┌────────

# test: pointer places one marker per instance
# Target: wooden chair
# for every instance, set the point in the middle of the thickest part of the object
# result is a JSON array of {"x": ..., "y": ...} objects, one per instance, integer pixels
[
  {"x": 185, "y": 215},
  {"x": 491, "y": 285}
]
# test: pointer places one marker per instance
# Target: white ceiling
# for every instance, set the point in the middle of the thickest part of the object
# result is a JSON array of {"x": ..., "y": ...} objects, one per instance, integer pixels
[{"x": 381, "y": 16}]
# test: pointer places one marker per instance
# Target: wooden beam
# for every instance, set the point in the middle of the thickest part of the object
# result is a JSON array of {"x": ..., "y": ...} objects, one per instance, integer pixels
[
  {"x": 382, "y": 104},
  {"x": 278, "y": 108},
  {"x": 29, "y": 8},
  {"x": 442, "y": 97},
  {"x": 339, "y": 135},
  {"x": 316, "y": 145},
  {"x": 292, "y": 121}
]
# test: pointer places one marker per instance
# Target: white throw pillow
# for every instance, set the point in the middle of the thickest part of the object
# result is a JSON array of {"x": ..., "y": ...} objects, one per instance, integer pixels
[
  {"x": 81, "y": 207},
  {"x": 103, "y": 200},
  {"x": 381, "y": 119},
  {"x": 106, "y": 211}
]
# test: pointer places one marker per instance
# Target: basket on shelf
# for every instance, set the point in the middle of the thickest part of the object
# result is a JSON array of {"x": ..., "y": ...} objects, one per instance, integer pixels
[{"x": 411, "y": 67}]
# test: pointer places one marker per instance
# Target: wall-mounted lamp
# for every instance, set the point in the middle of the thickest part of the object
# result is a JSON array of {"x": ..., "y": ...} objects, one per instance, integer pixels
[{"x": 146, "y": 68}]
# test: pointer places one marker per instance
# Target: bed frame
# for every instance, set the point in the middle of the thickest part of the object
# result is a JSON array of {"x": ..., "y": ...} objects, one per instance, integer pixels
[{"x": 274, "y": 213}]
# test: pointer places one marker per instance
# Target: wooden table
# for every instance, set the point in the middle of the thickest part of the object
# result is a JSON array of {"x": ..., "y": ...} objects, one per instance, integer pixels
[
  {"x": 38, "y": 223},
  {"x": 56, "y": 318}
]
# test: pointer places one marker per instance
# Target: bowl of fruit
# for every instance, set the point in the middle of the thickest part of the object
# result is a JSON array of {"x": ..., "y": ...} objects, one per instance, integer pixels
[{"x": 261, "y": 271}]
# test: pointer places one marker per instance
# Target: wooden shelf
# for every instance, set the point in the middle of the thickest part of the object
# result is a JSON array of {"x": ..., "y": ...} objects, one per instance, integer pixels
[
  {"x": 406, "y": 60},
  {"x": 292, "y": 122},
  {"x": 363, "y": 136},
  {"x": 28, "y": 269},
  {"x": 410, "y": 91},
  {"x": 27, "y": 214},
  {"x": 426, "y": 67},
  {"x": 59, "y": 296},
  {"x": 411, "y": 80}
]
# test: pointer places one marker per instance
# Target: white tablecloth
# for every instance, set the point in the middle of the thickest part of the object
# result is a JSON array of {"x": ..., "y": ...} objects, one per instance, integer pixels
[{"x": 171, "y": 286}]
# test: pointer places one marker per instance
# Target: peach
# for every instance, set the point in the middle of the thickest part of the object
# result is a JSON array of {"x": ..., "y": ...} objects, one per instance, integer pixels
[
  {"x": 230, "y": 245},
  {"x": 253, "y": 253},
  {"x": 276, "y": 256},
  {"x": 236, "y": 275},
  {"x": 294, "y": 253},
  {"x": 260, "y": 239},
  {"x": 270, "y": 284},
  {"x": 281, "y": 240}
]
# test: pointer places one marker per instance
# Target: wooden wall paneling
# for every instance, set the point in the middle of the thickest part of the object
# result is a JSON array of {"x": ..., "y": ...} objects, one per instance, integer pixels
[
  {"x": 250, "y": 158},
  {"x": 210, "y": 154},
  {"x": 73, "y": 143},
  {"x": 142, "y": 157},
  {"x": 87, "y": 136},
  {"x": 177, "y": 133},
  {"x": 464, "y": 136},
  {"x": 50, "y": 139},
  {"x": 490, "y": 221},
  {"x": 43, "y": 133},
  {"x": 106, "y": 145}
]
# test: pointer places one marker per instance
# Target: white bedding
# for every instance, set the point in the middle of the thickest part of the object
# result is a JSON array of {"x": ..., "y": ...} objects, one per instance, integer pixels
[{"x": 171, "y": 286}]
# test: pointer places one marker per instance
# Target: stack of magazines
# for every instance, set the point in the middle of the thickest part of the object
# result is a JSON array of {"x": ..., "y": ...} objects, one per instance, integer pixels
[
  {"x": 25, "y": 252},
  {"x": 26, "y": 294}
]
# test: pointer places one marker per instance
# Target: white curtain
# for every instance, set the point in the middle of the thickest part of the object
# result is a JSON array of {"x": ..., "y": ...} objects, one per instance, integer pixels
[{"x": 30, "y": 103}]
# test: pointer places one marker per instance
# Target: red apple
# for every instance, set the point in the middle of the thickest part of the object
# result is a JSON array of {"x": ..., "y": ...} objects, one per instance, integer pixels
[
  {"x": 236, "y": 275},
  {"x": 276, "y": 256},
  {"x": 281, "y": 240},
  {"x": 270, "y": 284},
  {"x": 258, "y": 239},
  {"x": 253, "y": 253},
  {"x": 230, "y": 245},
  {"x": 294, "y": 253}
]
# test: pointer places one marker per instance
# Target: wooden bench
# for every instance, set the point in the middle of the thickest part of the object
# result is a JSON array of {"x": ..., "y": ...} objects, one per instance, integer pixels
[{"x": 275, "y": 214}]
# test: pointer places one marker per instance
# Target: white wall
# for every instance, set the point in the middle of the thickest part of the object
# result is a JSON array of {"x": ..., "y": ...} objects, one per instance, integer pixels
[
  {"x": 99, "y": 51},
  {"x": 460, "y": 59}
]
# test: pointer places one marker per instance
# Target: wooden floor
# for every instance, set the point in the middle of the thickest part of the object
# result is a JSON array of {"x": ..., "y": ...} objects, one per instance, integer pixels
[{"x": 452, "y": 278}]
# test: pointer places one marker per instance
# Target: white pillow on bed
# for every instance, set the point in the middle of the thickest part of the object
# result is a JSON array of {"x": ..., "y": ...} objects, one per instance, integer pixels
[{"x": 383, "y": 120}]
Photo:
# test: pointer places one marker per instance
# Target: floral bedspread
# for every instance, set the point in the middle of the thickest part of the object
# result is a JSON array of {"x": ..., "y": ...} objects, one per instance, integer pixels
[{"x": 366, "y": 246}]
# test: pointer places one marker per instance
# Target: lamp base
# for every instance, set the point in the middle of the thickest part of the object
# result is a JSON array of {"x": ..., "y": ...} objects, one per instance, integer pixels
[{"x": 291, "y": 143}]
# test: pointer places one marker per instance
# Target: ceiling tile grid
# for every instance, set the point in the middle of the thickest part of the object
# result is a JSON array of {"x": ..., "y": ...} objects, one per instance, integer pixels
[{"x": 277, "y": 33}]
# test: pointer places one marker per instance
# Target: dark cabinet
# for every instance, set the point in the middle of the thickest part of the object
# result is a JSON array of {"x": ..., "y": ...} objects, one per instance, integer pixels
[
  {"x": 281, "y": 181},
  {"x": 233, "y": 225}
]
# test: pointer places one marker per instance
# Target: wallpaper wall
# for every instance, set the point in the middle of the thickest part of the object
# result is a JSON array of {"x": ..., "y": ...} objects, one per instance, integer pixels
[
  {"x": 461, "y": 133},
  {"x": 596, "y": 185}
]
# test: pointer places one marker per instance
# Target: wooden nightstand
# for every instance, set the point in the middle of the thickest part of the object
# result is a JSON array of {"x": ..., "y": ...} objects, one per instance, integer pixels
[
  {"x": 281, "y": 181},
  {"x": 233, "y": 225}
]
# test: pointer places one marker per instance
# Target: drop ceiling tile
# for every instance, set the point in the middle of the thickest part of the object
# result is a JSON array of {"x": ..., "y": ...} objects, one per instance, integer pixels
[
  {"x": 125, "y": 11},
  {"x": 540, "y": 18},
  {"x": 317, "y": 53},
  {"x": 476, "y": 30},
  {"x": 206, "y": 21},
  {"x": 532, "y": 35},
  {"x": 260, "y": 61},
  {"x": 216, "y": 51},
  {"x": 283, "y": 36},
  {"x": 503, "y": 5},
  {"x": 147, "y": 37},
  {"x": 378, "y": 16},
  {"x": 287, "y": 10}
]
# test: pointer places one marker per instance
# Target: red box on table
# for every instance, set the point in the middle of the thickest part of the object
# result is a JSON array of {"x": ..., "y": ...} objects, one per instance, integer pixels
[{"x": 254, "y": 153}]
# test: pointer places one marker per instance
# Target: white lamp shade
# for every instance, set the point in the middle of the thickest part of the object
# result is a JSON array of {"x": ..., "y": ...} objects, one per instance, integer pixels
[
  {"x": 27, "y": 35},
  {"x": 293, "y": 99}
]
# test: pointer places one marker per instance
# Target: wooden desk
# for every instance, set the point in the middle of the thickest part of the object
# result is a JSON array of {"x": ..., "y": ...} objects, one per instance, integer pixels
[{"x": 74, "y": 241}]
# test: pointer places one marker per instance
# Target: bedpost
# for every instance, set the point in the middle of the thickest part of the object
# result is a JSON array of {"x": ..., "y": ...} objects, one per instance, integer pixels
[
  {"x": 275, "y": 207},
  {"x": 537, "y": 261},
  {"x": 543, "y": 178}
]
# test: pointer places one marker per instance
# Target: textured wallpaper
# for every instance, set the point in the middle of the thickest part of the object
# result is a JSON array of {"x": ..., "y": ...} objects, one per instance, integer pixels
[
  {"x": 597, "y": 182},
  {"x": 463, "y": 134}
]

└────────

What is asked
Show every line of the entries above that contains the word "white".

Response to this task
# Target: white ceiling
# Target: white throw pillow
# Target: white tablecloth
# Target: white bedding
# Target: white curtain
# Target: white wall
# Target: white pillow on bed
# Target: white lamp shade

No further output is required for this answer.